### Requirement:
Answer these questions using the forum thread about puzzle cubes:
1. Which cube does soccerking813 list under "Present"?
2. According to RampageCuber, what stopped the deterioration?
3. Which cube does the1lord5 say will probably be used for one-handed solving?

### Text:
Trying tightening it. The Type F is a good cube. It deteriorates over time but popping is still not a huge issue.


----------



## A_Qber (Jul 13, 2009)

i don't have many cubes but a type D is okay for me. i'm not a fan of type A's but i bet i would like a type C, or a broken in storebought. (it's my opinion)


----------



## LNZ (Jul 13, 2009)

I don't have a favourite right now.

I use in roughly equal occassions:

3x3x3 Dian Sheng white mini cube
3x3x3 Dian Sheng white cube
3x3x3 White DIY lubed type A
3x3x3 Official Rubik's cube
3x3x3 White speed Void cube (yes, due to parity some times are a bit slower)


----------



## soccerking813 (Jul 13, 2009)

Past- Storebought
Present- Studio cube with adjustable core
Future- Black or white C4Y DIY, idk which one yet.


----------



## the1lord5 (Jul 13, 2009)

C4Y DIY or Type F
I can't decide.
There both awsome.

But I will Prolly Use C4Y for normal and Type F for one handed 
dunno


----------



## RampageCuber (Jul 13, 2009)

pentrixter said:


> marie808mario said:
> 
> 
> > I used to love Black type F,
> ...



Replacing it with an Old Type A core stopped the deterioration for me


----------

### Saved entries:

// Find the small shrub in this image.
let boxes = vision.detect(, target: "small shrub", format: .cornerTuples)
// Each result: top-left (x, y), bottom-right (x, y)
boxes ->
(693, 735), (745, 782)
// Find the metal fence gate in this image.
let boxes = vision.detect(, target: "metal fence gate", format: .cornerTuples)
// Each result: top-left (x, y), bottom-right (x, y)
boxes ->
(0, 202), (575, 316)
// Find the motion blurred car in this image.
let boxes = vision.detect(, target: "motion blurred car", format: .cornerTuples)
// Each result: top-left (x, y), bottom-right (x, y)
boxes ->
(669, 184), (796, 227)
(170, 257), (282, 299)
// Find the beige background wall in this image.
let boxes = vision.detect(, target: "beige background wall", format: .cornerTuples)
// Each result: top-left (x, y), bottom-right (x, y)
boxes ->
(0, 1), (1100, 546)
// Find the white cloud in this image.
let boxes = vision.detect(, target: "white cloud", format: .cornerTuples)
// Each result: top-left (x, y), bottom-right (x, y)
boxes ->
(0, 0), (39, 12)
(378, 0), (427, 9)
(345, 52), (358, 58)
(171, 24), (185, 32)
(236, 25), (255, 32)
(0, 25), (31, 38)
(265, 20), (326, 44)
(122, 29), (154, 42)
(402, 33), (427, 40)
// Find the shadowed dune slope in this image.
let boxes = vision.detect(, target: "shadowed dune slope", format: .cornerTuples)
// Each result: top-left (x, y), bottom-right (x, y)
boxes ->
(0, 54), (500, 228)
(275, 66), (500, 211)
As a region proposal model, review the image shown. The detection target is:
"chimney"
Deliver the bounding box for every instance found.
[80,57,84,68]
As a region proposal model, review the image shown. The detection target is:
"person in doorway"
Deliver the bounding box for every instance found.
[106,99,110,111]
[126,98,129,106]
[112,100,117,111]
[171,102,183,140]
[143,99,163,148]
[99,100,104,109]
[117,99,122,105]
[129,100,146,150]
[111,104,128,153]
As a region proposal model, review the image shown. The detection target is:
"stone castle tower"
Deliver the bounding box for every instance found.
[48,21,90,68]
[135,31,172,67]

### Solution for this task:
1. A Studio cube with adjustable core.
2. Replacing it with an Old Type A core.
3. The Type F.